▶ _Text_
----------
The last few chapters are the author's heartfelt understanding as he moves from some simple distinctions to a new religion built with science on the awe that we must feel when looking at the Hubble pictures of a universe with 50 billion stars. The mystery of DNA, an arm's length in each microscopic cell; becomes the mystery of who we are, and where we are going, if only we shed the security of the old anthropomorphic faith, as did he. His motifs ought to be incorporated into many readers systems of thought, their conciseness and applicability are reason enough to read this book. Without necessarily rejecting revealed religion as the author does. A good book, has earned a careful reading.

Rating: 4 stars
Summary: Nearly poetic description of scientific findings.
Review: When I first picked this book up, I was exhilerated. As time went by and I read a few references to it, I feared silly examinations like those who claim that Einstein was a mystic. Raymo didn't let me down.

The book begins with an examination of what science finds. This goes way beyond romaticized mysticism. I mean, seeing an apparition? That's up there with "seeing" a UFO, or firewalking, or any number of silly New Age claims. But that the DNA in EACH CELL of your body, if stretched, is as long as your arm, now THAT'S phenomenal. Sure the language that scientists use is often dry and not exactly Tolstoyesque. But that's because of the scientific method, verifiable or refutable, etc., something not conducive to poetry. Fortunatly someone like Chet Raymo can describe some of those findings in terms palatable to you and me, the nonscientists.

There were points in the book I found entertaining. For example Raymo, an astronomer, is in awe at the deep-field photography made possible by the Hubble telescope. Some who've read his column say they look at these photos and "see Jesus." Dare I suggest that those who see Jesus miss the point of the cosmological phenomena witnessed because of the space telescope. (Further, I think Jesus would laugh at their claim!)

Raymo was raised and educated a Catholic. He speaks gleefully of the claims of Catholic educators--as do most of us who are products of that experience. But he uses the experience, again, to show that what one can see and experience in a scientific way is more awe-inspiring than anything Catholic theology has taught us! He points out something that could be disheartening to one in a Catholic--or any--mindset who denies much of what has been discovered: We humans are, after all, just specks of dust on another speck of dust, the earth. Consciousness may not be what the religions have made it out to be. Raymo in that sense reminds me of Stephen Jay Gould, paleantologist, who reminds us that we humans are not superior, but our position in the scheme of things is a product of chance, not necessarily divine--or extraterrestrial--intervention.

The only "reservation" I have of the book is its seeming rejection of all religions. I may be unusual among skeptics in that I am also religious, a practicing Catholic (though of a small "intentional" community, not a parish into which I wouldn't comfortably fit.) I see that religion and science comfortably coexist, are just different perspectives. Indeed, I see problems arising when the two attempt to overlap. Most of today's New Age foolishness is a mixture of pseudo-science with pseudo-religion, The "unconscious," "alternative" health practices--making use of ancient religious mythology from when faith was all one had! And there are many, many more. They're all ornamented with elaborate, pseudo-scientific jargon and formulae, without the scientific method. That doesn't make religion bad, but makes its misapplication (and, one might add, the near deification of many of its theoriticians!) and application of lots of stupid fads questionable at best, and harmful when applied in lieu of something effective.

Anyway, if you have questions as most of us do I recommend the book. I don't find it "irreverent" as some do, just a tad one sided. Maybe the one side is one we'll need to get through much of what we here these days, even from some of the Catholic hierarchy.
----------
▶ _Collected data entries_
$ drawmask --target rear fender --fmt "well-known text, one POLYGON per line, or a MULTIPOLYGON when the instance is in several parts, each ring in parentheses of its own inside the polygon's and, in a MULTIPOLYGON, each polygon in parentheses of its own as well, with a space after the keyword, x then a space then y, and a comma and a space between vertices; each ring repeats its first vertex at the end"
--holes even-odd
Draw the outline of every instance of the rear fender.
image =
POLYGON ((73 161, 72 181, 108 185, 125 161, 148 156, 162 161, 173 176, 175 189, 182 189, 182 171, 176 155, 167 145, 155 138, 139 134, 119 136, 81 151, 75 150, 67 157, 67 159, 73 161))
----------
▶ _Questions to answer_
A - According to the book review, what is Raymo's profession?
B - Write out the passage of the book review starting with "Review: When I" and going on through "me, the nonscientists.", swapping "UFO" out for "ghost".

▶ _Solved tasks_
A - He is an astronomer.

B -
Review: When I first picked this book up, I was exhilerated. As time went by and I read a few references to it, I feared silly examinations like those who claim that Einstein was a mystic. Raymo didn't let me down.

The book begins with an examination of what science finds. This goes way beyond romaticized mysticism. I mean, seeing an apparition? That's up there with "seeing" a ghost, or firewalking, or any number of silly New Age claims. But that the DNA in EACH CELL of your body, if stretched, is as long as your arm, now THAT'S phenomenal. Sure the language that scientists use is often dry and not exactly Tolstoyesque. But that's because of the scientific method, verifiable or refutable, etc., something not conducive to poetry. Fortunatly someone like Chet Raymo can describe some of those findings in terms palatable to you and me, the nonscientists.